### Quoted text
....

Cycling policies to improve Mobility and Health in Thailand

Context of Transport Climate Action

The current modal share of cycling in Thailand is very low, but it seen as an important means of transport and healthy recreation, both in rural and urban areas.

The Climate Change Master Plan 2013-2050 includes ‘low carbon infrastructure’, modal shift and travel demand management as key transport strategies. The National Transport Master Plan (2011-2020) and the Environmentally Sustainable Transport Master Plan (OTP, 2012) for Thailand propose measures such as the:

  • Development of the network and facilities for cycling
  • Promotion of non-motorized transport (NMT) and improvement of transport connection
  • Bike-for-rent/borrow project in urban area

The Cabinet has adopted a Resolution on ‘Supportive Systems and Structures for Walking and Cycling in Daily Living’ in which nine Ministries are assigned tasks and responsibilities to promote NMT with the National Health Commission Office of Thailand,.

Prime Minister General Prayuth Chan-o-cha in October 2014 spoke about the ‘government policy to promote the use of bicycles as means of exercise oras a daily commute vehicle’, which ‘helps to improve people’s health and reduce air and noise pollution’.

The ‘Bike for Mom’ event in August 2015 attracted almost 30,000 cyclists. Bangkok Metropolitan Authority’s ‘City of Happiness’ policy includes various public transport and NMT measures such as 10,000 shared bikes and speed limits on shared roads. Cycling is popular in social media: there are over 100 Facebook websites directly or indirectly related to cycling, with approximately 1 million followers (GIZ, 2015).



Cycling short distances can replace motorized trips from cars and motorcycles, thereby reducing GHG emissions, local air pollutants, noise and congestion. It also helps making public transport more attractive, thereby increasing its catchment area and further promoting low-carbon, sustainable transport.

This ‘shift’ is promoted by the development of cycling infrastructure including bike lanes in Bangkok and other cities and provinces. These can be painted on the roads and sometime have physical segregation. Guidelines for design of NMT infrastructure along new major roads are being developed. Measures also include bike parking, traffic calming, and education.

The recently completed Bangkok Non Motorized Transport (NMT) feasibility Study (OTP (Ministry of Transport), 2014) provides a blueprint for 140 public transport stations that can be upgraded to facilitate interconnectivity and NMT accessibility

There are currently 50 bike sharing stations in Bangkok, and it is planned to expand them to more stations.


Implementation of this action includes:

  • Developing the network of cycling lanes (of various types) in Bangkok
  • Taking into account the local weather conditions (very important to encourage more people to go by bike) with the provision of trees and shade
  • Many trips are between 0.5 and 2 kms and currently there are some 50 stations (with more planned)
  • Other interventions around public transport stations such as secure bike parking
  • Improving parking management and enforcement
  • Policies related to design standards for roads in order to include NMT and driver road safety
  • Events, campaigns, educational measures to increase awareness of the benefits (health and environmental) of cycling.

Policy and master plan development is done by the Ministry of Transport (Office of Transport Planning and Policy) and local government is responsible for implementation. Part financed by Bangkok Metropolitan Authority (BMA) the budget for the provision of bike lanes in municipalities are supported by the Ministry of Sport and Recreation budget ( fiscal year 2015-2016), the Departments of Highways and Rural Roads and local budgets.

....

### Extracted records
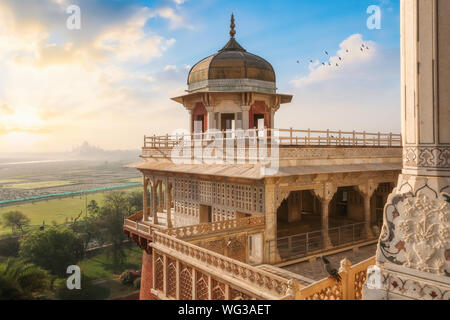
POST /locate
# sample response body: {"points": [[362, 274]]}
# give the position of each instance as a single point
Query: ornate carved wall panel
{"points": [[416, 230], [224, 198]]}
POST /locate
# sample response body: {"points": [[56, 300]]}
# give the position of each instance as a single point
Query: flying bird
{"points": [[333, 273]]}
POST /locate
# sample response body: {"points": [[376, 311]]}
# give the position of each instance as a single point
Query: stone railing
{"points": [[216, 227], [134, 223], [184, 271], [289, 137], [350, 288]]}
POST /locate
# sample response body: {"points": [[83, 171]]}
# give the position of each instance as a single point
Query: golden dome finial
{"points": [[232, 26]]}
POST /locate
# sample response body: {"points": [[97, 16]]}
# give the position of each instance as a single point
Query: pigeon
{"points": [[334, 274]]}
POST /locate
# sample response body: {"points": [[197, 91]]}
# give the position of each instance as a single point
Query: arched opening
{"points": [[259, 113], [200, 118]]}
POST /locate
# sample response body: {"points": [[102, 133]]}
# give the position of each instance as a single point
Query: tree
{"points": [[112, 214], [87, 229], [20, 280], [53, 249], [135, 200], [16, 220], [93, 207]]}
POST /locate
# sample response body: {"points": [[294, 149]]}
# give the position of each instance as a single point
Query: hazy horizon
{"points": [[110, 83]]}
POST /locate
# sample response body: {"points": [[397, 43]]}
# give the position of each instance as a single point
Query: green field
{"points": [[103, 283], [97, 266], [11, 181], [54, 210], [39, 184]]}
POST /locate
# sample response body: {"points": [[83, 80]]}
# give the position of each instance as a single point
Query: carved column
{"points": [[367, 190], [145, 199], [272, 202], [161, 196], [154, 205], [191, 120], [168, 200], [211, 122], [413, 256], [325, 194]]}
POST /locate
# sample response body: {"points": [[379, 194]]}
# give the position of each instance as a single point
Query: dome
{"points": [[231, 62]]}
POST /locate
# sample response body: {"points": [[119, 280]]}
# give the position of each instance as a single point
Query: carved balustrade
{"points": [[185, 271], [350, 288], [216, 227]]}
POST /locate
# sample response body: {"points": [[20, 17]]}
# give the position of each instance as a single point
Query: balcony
{"points": [[186, 271]]}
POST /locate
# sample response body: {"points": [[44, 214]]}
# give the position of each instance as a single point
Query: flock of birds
{"points": [[333, 273], [363, 48]]}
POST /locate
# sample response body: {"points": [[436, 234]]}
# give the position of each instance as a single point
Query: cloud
{"points": [[363, 93], [130, 42], [349, 61], [95, 87]]}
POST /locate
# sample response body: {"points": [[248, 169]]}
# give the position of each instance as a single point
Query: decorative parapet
{"points": [[216, 227], [350, 288], [198, 263]]}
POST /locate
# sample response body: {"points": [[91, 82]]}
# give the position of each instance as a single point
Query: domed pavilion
{"points": [[232, 89]]}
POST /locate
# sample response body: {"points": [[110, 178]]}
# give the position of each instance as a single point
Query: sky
{"points": [[110, 82]]}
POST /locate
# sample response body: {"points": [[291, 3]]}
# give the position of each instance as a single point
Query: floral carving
{"points": [[416, 231]]}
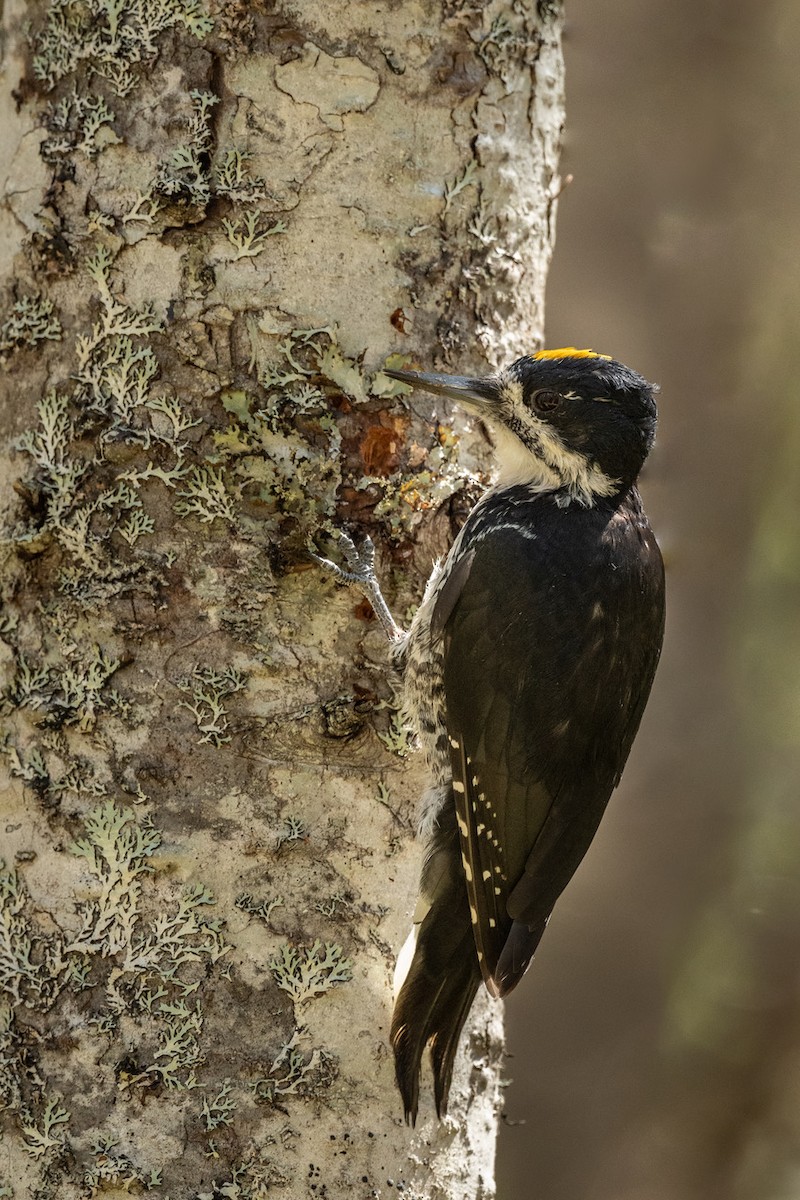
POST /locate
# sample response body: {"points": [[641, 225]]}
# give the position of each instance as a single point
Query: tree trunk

....

### Problems and tasks
1) According to the Thailand cycling policy text, how many cyclists did the "Bike for Mom" event in August 2015 attract?
2) Name every master plan mentioned in the Thailand cycling policy text.
3) Retype the part of the Thailand cycling policy text between "Cycling short distances" and "calming, and education.", inclusive.

### Written answers
1) Almost 30,000 cyclists.

2)
- Climate Change Master Plan 2013-2050
- National Transport Master Plan (2011-2020)
- Environmentally Sustainable Transport Master Plan (OTP, 2012)

3)
Cycling short distances can replace motorized trips from cars and motorcycles, thereby reducing GHG emissions, local air pollutants, noise and congestion. It also helps making public transport more attractive, thereby increasing its catchment area and further promoting low-carbon, sustainable transport.

This ‘shift’ is promoted by the development of cycling infrastructure including bike lanes in Bangkok and other cities and provinces. These can be painted on the roads and sometime have physical segregation. Guidelines for design of NMT infrastructure along new major roads are being developed. Measures also include bike parking, traffic calming, and education.